> REQUIREMENTS:
Write out every line of the material exactly as it appears.

> Collection entries:

==*==

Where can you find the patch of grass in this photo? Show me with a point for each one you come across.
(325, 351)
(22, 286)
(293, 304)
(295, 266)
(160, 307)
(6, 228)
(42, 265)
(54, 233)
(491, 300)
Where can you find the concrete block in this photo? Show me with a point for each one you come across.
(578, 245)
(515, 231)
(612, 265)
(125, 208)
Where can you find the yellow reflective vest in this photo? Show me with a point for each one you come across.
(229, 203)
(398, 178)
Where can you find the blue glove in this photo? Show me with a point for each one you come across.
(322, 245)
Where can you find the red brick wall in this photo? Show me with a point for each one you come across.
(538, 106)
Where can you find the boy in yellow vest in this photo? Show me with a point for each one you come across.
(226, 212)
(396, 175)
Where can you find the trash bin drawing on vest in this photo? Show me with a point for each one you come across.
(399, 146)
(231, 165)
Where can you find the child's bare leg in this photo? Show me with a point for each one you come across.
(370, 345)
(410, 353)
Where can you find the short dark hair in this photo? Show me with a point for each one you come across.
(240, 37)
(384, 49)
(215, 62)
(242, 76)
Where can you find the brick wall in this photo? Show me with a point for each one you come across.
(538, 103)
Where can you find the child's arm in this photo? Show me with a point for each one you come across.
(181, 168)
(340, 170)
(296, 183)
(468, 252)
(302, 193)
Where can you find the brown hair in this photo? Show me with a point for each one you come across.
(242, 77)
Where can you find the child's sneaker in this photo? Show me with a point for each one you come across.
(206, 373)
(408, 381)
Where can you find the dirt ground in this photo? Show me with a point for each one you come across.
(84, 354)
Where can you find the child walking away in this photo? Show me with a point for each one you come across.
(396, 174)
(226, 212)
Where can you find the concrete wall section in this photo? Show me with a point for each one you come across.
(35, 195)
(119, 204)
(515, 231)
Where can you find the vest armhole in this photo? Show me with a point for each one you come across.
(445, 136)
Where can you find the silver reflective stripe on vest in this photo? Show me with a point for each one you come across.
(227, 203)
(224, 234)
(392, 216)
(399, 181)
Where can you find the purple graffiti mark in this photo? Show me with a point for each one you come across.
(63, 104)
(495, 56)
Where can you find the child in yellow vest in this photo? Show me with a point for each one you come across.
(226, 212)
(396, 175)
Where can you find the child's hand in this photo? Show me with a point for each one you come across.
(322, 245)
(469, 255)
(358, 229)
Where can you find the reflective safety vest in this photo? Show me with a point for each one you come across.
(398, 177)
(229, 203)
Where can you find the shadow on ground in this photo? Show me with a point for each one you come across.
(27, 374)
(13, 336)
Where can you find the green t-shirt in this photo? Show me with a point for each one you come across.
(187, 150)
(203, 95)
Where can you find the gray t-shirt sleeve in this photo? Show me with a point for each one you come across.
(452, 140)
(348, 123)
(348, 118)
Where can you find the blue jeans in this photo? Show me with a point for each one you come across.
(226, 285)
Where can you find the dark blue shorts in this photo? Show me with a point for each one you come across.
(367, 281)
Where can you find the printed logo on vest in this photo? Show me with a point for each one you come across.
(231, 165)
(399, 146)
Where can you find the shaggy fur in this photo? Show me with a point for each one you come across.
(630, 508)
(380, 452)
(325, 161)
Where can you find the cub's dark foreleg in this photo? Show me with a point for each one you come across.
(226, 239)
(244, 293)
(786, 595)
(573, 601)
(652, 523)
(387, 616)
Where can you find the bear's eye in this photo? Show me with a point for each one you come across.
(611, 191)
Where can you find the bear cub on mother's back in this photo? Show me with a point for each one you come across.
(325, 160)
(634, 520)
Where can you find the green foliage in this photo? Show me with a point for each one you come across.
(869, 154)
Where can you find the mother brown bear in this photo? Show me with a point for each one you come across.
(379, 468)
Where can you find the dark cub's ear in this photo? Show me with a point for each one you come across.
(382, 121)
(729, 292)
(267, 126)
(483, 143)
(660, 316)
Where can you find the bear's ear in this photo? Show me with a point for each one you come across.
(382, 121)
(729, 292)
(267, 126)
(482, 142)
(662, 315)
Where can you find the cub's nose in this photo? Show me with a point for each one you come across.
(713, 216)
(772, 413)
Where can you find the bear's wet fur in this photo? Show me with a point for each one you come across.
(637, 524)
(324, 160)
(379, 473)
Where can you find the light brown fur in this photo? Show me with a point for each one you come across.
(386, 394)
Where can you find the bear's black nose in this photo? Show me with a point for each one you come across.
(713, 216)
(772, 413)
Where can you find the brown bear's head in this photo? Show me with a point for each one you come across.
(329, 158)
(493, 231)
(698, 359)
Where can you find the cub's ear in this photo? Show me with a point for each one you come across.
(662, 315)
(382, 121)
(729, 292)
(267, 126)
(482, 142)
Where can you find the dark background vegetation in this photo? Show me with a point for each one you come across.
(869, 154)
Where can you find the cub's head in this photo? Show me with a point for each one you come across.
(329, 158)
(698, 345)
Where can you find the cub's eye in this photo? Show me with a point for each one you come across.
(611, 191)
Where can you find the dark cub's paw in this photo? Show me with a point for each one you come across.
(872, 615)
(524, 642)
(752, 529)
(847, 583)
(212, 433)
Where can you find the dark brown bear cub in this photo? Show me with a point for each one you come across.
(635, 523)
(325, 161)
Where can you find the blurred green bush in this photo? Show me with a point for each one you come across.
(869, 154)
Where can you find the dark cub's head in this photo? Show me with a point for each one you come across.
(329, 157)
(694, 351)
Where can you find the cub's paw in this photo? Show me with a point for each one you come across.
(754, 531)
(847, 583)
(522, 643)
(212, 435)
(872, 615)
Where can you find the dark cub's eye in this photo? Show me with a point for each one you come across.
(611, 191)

==*==

> EXERCISE SOLUTION:
Where can you find the patch of grass in this photo? Show me with a point for each one you come across.
(325, 351)
(22, 286)
(293, 304)
(295, 266)
(160, 307)
(6, 228)
(42, 265)
(54, 233)
(491, 300)
Where can you find the concrete block in this photo? Show me with a point for each one you come across.
(578, 245)
(515, 231)
(612, 265)
(125, 208)
Where can you find the yellow reflective vest in this photo? Show me with a point for each one you come across.
(229, 203)
(398, 178)
Where can you find the blue glove in this photo? Show me with a point for each one you come across.
(322, 245)
Where can you find the red brick wall in this photo? Show me with a point for each one you come across.
(538, 106)
Where can you find the boy in yellow vest in this photo? Show me with a point for each one you come across.
(226, 212)
(396, 175)
Where can you find the trash bin drawing on vest in this photo? Show me with a point for each one you come across.
(399, 146)
(231, 165)
Where can you find the child's bare leg in this photo? Show me with a point for each one you come across.
(370, 345)
(410, 353)
Where can you find the short dark hair in this photo? Show me with a point for each one you come across.
(240, 37)
(384, 49)
(215, 62)
(242, 76)
Where can you find the brick wall in this photo? Show me with a point for each one you come across.
(538, 103)
Where can you find the child's arm in this photo? Show me with a point for each one you come across.
(181, 168)
(340, 170)
(296, 183)
(468, 252)
(302, 193)
Where can you find the brown hair in this photo? Show me with a point for each one you come across.
(242, 77)
Where can you find the child's sneaker in this photo? Show me with a point for each one you come across.
(206, 373)
(408, 381)
Where can you find the dirt ground in this photo? Show me with a point for each one you come across.
(84, 354)
Where can you find the child walking away in this photo? Show me with a point for each one you come across.
(396, 174)
(226, 212)
Where can you find the concrete wall section in this photo? Show me with a point for each one you come across.
(35, 195)
(119, 204)
(515, 231)
Where can you find the vest armhole in this photo? Show me with a point for each one you come across.
(445, 136)
Where can you find the silver reflective stripe on vest in this photo? Show me with a point for each one you come across.
(227, 203)
(224, 234)
(392, 216)
(399, 181)
Where can you find the purple graffiti mark in this photo? Show me with a point for each one you come across.
(63, 104)
(495, 56)
Where can you find the child in yellow vest in this photo? Show me with a point for each one you come across.
(226, 212)
(396, 175)
Where can you find the child's hand in this photo? Show me with a point for each one you come across.
(322, 245)
(469, 255)
(358, 229)
Where can you find the reflective safety vest in this photo? Show me with a point for each one you come across.
(398, 177)
(229, 203)
Where can you find the shadow on ground in this photo? Show me with a point for each one you come across.
(27, 374)
(13, 336)
Where can you find the green t-shirt in this photo? Show me with a point for each one you come across.
(187, 150)
(203, 95)
Where can you find the gray t-shirt sleeve in this photo? Show me with a point for each one you come across.
(452, 140)
(348, 123)
(348, 118)
Where can you find the blue jeans in this photo? Show me with a point for each one you come across.
(226, 285)
Where can you find the dark blue shorts in this photo? Show me with a point for each one you come across.
(367, 281)
Where can you find the printed logo on vest in this photo? Show me with a point for each one you come across.
(231, 165)
(399, 146)
Where can you find the shaggy fur in this photo? Show me with a point for each one you come across.
(630, 508)
(380, 452)
(325, 161)
Where can you find the cub's dark foreleg in this photo? Show me with a point for each one you come across.
(226, 239)
(244, 293)
(786, 595)
(573, 601)
(652, 523)
(387, 616)
Where can you find the bear's eye in this photo? Show me with a point for each one you come across.
(611, 191)
Where can you find the bear cub on mother's back in this photo? Show me with a point for each one you come across.
(325, 160)
(634, 520)
Where can you find the green foliage in this photo? Show me with a point for each one you come across.
(869, 154)
Where can you find the mother brown bear in this photo? Show me with a point for each one you come across.
(379, 468)
Where can you find the dark cub's ear in this photo? Show me with a point for each one you come across.
(382, 121)
(729, 292)
(267, 126)
(483, 143)
(660, 316)
Where can you find the bear's ear in this photo? Show me with a point for each one you come across.
(382, 121)
(729, 292)
(267, 126)
(482, 142)
(662, 315)
Where can you find the cub's nose in this photo? Show me with a point for each one you come across.
(713, 216)
(772, 413)
Where can you find the bear's wet fur in this photo? Show me with a point for each one you come across.
(637, 524)
(324, 160)
(379, 473)
Where can you find the light brown fur in this photo? Show me with a point for each one you come across.
(386, 394)
Where can you find the bear's black nose in this photo? Show me with a point for each one you come across.
(713, 216)
(772, 413)
Where can you find the brown bear's head in this photo? Show me with a point for each one you come across.
(329, 158)
(493, 231)
(698, 359)
Where can you find the cub's ear in this photo? Show me with a point for each one you come across.
(662, 315)
(382, 121)
(729, 292)
(267, 126)
(482, 142)
Where can you find the dark background vegetation in this photo? Show me with a point for each one you come across.
(869, 154)
Where can you find the cub's head in this photo? Show me with a point for each one you come across.
(329, 158)
(698, 345)
Where can you find the cub's eye in this photo? Show me with a point for each one you come across.
(611, 191)
Where can you find the dark cub's paw in this photo? Show me with a point for each one you come across.
(872, 615)
(524, 642)
(752, 529)
(847, 583)
(212, 433)
Where can you find the dark brown bear cub in this photo? Show me with a point for each one you come across.
(635, 523)
(325, 161)
Where can you find the blurred green bush in this photo? Show me with a point for each one you come across.
(869, 154)
Where can you find the dark cub's head in this photo? Show me with a point for each one you come across.
(329, 157)
(694, 351)
Where can you find the cub's paw in this photo? Show me with a point for each one you come across.
(754, 531)
(847, 583)
(522, 643)
(212, 435)
(872, 615)
Where can you find the dark cub's eye in this photo? Show me with a point for each one you come across.
(611, 191)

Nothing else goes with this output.